Required work:
Can you output every line of these records verbatim, leaving the pictures out?

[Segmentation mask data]

-*-

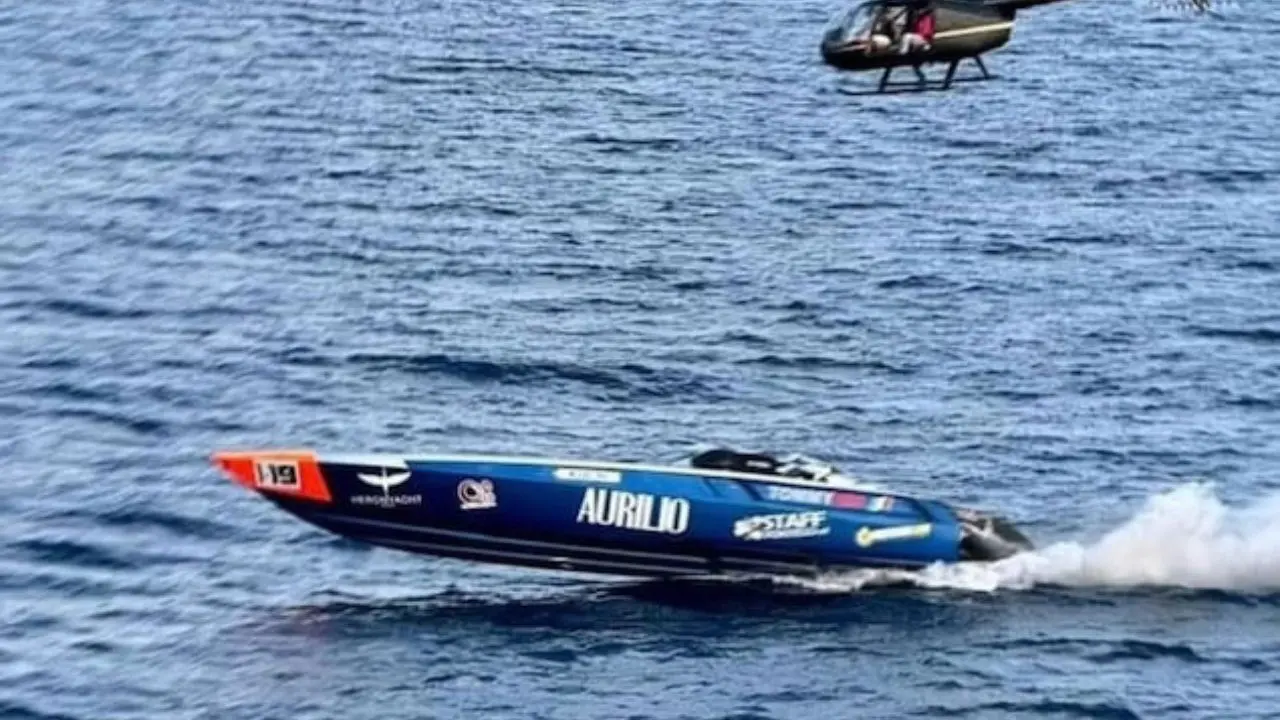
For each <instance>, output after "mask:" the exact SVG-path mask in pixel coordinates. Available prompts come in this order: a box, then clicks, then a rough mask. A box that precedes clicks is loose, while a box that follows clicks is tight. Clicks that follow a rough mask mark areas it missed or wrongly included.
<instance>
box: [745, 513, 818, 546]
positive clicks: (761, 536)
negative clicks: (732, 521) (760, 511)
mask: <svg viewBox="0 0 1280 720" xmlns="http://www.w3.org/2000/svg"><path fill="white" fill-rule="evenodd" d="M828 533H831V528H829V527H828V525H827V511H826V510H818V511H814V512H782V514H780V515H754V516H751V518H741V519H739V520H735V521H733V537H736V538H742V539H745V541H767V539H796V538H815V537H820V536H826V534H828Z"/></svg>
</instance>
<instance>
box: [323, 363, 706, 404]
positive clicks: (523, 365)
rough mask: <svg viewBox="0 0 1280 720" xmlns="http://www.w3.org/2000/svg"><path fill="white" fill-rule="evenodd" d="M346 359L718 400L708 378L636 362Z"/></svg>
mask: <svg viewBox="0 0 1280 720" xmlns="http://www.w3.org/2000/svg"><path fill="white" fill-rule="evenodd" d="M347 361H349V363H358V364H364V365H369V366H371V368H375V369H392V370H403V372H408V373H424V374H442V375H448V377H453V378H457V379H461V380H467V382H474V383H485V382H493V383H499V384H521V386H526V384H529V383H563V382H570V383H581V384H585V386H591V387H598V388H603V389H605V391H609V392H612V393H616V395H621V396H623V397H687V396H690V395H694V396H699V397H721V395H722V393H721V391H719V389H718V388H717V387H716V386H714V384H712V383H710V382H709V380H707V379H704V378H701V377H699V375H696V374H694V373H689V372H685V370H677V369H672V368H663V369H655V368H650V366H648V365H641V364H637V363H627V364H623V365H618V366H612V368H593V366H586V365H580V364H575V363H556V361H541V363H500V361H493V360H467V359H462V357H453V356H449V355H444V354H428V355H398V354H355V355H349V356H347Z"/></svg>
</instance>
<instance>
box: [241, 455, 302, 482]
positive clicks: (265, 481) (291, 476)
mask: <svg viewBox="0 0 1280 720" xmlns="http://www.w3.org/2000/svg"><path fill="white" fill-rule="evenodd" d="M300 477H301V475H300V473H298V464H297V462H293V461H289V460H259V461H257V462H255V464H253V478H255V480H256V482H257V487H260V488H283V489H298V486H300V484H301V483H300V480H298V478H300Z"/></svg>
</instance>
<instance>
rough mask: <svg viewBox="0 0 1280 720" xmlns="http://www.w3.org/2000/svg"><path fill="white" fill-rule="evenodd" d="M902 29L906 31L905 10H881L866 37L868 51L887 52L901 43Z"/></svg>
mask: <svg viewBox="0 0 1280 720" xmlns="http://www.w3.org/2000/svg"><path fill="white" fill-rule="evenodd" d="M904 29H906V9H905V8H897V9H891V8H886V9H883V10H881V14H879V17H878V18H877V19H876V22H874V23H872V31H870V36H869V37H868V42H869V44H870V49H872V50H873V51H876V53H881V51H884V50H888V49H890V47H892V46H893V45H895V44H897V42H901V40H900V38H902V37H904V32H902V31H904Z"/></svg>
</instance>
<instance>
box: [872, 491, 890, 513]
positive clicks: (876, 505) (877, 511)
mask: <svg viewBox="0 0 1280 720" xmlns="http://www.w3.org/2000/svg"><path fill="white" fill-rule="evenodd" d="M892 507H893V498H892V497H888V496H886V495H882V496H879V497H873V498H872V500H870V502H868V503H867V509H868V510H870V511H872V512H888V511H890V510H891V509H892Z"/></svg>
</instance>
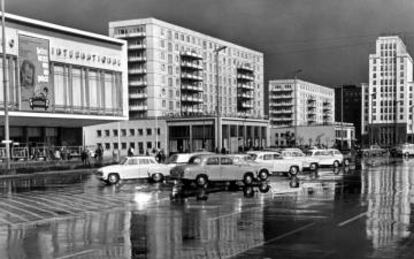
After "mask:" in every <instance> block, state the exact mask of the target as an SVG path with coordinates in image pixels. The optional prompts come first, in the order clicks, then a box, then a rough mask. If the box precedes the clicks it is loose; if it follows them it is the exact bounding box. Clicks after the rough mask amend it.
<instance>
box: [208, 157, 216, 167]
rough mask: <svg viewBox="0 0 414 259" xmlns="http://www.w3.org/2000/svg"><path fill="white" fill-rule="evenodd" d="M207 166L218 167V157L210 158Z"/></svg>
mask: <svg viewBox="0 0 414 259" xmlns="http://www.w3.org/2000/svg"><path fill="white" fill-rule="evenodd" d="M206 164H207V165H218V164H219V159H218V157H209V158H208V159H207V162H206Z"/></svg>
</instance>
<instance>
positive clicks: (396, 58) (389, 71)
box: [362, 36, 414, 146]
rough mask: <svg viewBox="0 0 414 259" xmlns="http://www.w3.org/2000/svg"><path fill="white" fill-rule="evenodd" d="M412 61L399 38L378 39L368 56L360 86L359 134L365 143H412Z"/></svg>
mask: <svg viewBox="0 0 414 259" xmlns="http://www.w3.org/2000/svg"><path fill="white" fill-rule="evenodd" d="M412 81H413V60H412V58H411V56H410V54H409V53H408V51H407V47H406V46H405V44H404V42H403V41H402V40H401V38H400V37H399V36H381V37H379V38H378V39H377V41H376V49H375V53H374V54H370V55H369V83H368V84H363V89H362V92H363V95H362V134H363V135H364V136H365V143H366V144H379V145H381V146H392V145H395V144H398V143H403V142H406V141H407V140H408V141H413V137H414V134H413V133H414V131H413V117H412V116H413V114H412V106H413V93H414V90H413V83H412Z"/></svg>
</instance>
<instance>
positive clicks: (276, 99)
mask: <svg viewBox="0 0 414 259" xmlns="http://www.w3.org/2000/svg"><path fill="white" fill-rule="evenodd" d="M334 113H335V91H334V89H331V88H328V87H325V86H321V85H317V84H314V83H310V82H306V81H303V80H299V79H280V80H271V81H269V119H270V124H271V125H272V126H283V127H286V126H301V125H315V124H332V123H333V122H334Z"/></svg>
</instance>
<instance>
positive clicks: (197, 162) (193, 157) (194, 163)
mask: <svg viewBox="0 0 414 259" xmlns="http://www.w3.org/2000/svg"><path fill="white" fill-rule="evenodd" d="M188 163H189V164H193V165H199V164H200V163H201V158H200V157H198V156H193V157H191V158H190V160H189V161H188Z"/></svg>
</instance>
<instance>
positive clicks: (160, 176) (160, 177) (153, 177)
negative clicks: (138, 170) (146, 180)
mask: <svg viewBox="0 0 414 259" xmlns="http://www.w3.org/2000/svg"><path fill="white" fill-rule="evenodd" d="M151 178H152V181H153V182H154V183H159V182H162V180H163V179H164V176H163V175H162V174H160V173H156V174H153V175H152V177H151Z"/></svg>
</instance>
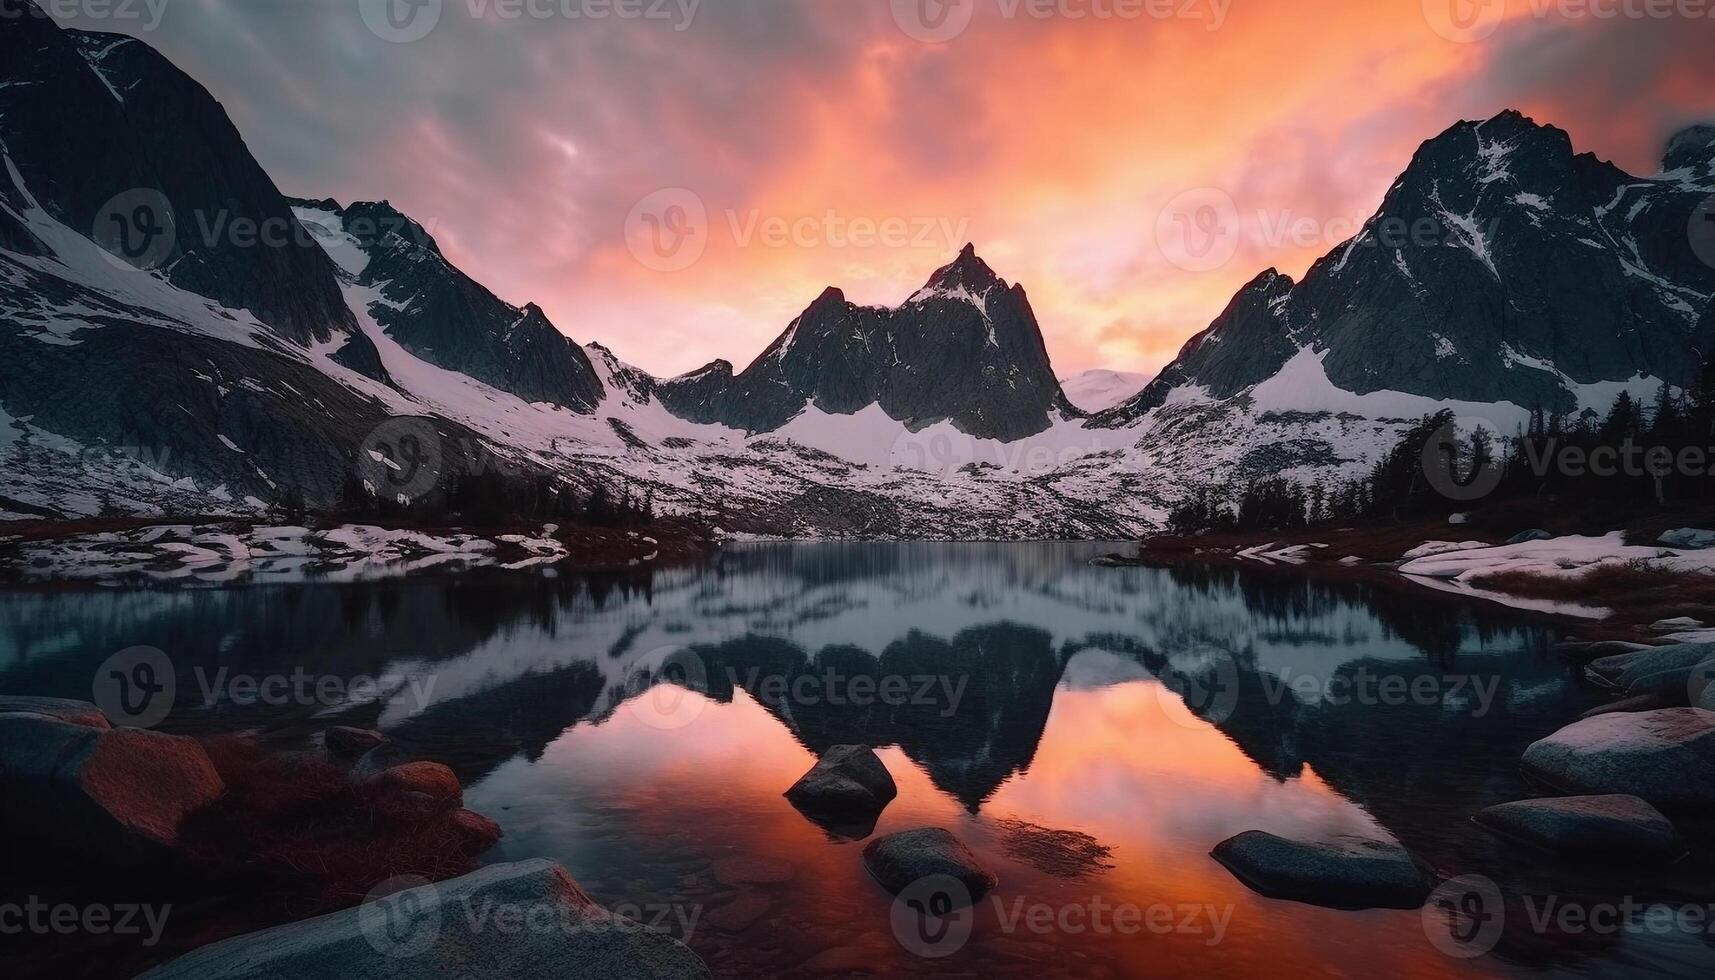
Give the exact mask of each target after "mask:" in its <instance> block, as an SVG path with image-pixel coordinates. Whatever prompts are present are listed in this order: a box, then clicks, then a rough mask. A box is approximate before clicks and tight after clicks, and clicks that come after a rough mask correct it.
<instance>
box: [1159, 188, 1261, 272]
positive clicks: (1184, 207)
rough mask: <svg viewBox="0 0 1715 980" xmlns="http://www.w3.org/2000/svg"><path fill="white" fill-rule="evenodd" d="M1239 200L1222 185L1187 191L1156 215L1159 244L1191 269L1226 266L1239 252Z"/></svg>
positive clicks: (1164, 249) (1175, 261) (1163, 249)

-*-

Written response:
For each <instance>, output after "mask:" the exact SVG-path mask in pixel coordinates. Available prompts come in this order: a box, then clicks, then a rough mask. A box that precedes clicks is loose, while a box that follows clicks is tight. Clicks that follow a rough mask mark areas it missed or wrongly included.
<instance>
box: [745, 513, 818, 546]
positive clicks: (761, 536)
negative clicks: (732, 521) (760, 511)
mask: <svg viewBox="0 0 1280 720" xmlns="http://www.w3.org/2000/svg"><path fill="white" fill-rule="evenodd" d="M828 533H831V528H829V527H828V525H827V511H826V510H818V511H814V512H782V514H780V515H754V516H751V518H741V519H739V520H735V521H733V537H736V538H742V539H745V541H767V539H796V538H815V537H820V536H826V534H828Z"/></svg>
</instance>
<instance>
box: [323, 363, 706, 404]
positive clicks: (523, 365)
rough mask: <svg viewBox="0 0 1280 720" xmlns="http://www.w3.org/2000/svg"><path fill="white" fill-rule="evenodd" d="M346 359L718 400L708 378L636 362Z"/></svg>
mask: <svg viewBox="0 0 1280 720" xmlns="http://www.w3.org/2000/svg"><path fill="white" fill-rule="evenodd" d="M347 361H349V363H358V364H364V365H369V366H371V368H375V369H392V370H403V372H408V373H424V374H442V375H448V377H453V378H457V379H461V380H467V382H474V383H485V382H493V383H499V384H521V386H526V384H529V383H563V382H570V383H581V384H585V386H591V387H598V388H603V389H605V391H609V392H612V393H616V395H621V396H623V397H687V396H690V395H694V396H699V397H721V395H722V393H721V391H719V389H718V388H717V387H716V386H714V384H712V383H710V382H709V380H707V379H704V378H701V377H699V375H696V374H694V373H689V372H685V370H677V369H672V368H663V369H655V368H650V366H648V365H641V364H637V363H627V364H623V365H618V366H612V368H593V366H586V365H580V364H575V363H556V361H541V363H500V361H493V360H467V359H462V357H453V356H449V355H444V354H428V355H398V354H355V355H349V356H347Z"/></svg>
</instance>
<instance>
box: [241, 455, 302, 482]
positive clicks: (265, 481) (291, 476)
mask: <svg viewBox="0 0 1280 720" xmlns="http://www.w3.org/2000/svg"><path fill="white" fill-rule="evenodd" d="M300 477H301V475H300V473H298V464H297V462H293V461H289V460H259V461H257V462H255V464H253V478H255V480H256V482H257V487H260V488H283V489H298V486H300V484H301V483H300V480H298V478H300Z"/></svg>
</instance>
<instance>
rough mask: <svg viewBox="0 0 1280 720" xmlns="http://www.w3.org/2000/svg"><path fill="white" fill-rule="evenodd" d="M902 29L906 31L905 10H881L866 37L868 51L887 52L901 43Z"/></svg>
mask: <svg viewBox="0 0 1280 720" xmlns="http://www.w3.org/2000/svg"><path fill="white" fill-rule="evenodd" d="M904 29H906V9H905V8H897V9H891V8H886V9H883V10H881V14H879V17H878V18H877V19H876V22H874V23H872V31H870V36H869V37H868V42H869V44H870V49H872V50H873V51H876V53H881V51H884V50H888V49H890V47H892V46H893V45H895V44H897V42H901V40H900V38H902V37H904V32H902V31H904Z"/></svg>
</instance>
<instance>
box: [872, 491, 890, 513]
positive clicks: (876, 505) (877, 511)
mask: <svg viewBox="0 0 1280 720" xmlns="http://www.w3.org/2000/svg"><path fill="white" fill-rule="evenodd" d="M892 507H893V498H892V497H888V496H886V495H882V496H879V497H873V498H872V500H870V502H868V503H867V509H868V510H870V511H872V512H888V511H890V510H891V509H892Z"/></svg>
</instance>
After "mask:" in every <instance> block, state the exact mask of the target as an SVG path with coordinates in image pixels. The optional prompts come first, in the order clicks, then a box, then a rough mask. If the box precedes the clicks it is loose; if it follows them it is the exact bounding box. Clicks after the rough mask amend it.
<instance>
box: [208, 157, 216, 167]
rough mask: <svg viewBox="0 0 414 259" xmlns="http://www.w3.org/2000/svg"><path fill="white" fill-rule="evenodd" d="M207 166L218 167V157L210 158Z"/></svg>
mask: <svg viewBox="0 0 414 259" xmlns="http://www.w3.org/2000/svg"><path fill="white" fill-rule="evenodd" d="M206 164H207V165H218V164H219V159H218V157H209V158H208V159H207V162H206Z"/></svg>
</instance>
<instance>
positive clicks: (396, 58) (389, 71)
box: [362, 36, 414, 146]
rough mask: <svg viewBox="0 0 414 259" xmlns="http://www.w3.org/2000/svg"><path fill="white" fill-rule="evenodd" d="M412 61L399 38L378 39L368 56L360 86L359 134L365 143H412Z"/></svg>
mask: <svg viewBox="0 0 414 259" xmlns="http://www.w3.org/2000/svg"><path fill="white" fill-rule="evenodd" d="M412 81H413V60H412V58H411V56H410V54H409V53H408V51H407V47H406V46H405V44H404V42H403V41H402V40H401V38H400V37H399V36H381V37H379V38H378V39H377V41H376V49H375V53H374V54H370V55H369V83H368V84H363V89H362V92H363V95H362V134H363V135H364V136H365V143H366V144H379V145H381V146H392V145H395V144H398V143H403V142H406V141H407V140H408V141H413V137H414V134H413V133H414V131H413V117H412V116H413V114H412V106H413V93H414V90H413V83H412Z"/></svg>
</instance>
<instance>
positive clicks: (276, 99)
mask: <svg viewBox="0 0 414 259" xmlns="http://www.w3.org/2000/svg"><path fill="white" fill-rule="evenodd" d="M334 113H335V91H334V89H331V88H328V87H325V86H321V85H317V84H314V83H310V82H306V81H303V80H299V79H280V80H271V81H269V119H270V124H271V125H272V126H283V127H286V126H301V125H315V124H332V123H333V122H334Z"/></svg>
</instance>
<instance>
positive clicks: (197, 162) (193, 157) (194, 163)
mask: <svg viewBox="0 0 414 259" xmlns="http://www.w3.org/2000/svg"><path fill="white" fill-rule="evenodd" d="M188 163H189V164H193V165H199V164H200V163H201V158H200V157H198V156H193V157H191V158H190V160H189V161H188Z"/></svg>
</instance>
<instance>
positive clicks: (160, 176) (160, 177) (153, 177)
negative clicks: (138, 170) (146, 180)
mask: <svg viewBox="0 0 414 259" xmlns="http://www.w3.org/2000/svg"><path fill="white" fill-rule="evenodd" d="M151 178H152V181H153V182H154V183H159V182H162V180H163V179H164V176H163V175H162V174H160V173H156V174H153V175H152V177H151Z"/></svg>
</instance>
Give the exact mask of each target after "mask:" in its <instance> block, as an SVG path with image-pixel coordinates. Whatever prompts are present are listed in this order: a box, then clicks, then a rough mask. A box is approximate before clicks and tight after clicks, and clicks that come after a rough mask correct it.
<instance>
box: [1159, 188, 1261, 272]
positive clicks: (1184, 207)
rough mask: <svg viewBox="0 0 1715 980" xmlns="http://www.w3.org/2000/svg"><path fill="white" fill-rule="evenodd" d="M1239 200L1222 185L1187 191L1156 215L1159 244L1191 269L1226 266L1239 252Z"/></svg>
positive clicks: (1164, 249) (1175, 261) (1163, 249)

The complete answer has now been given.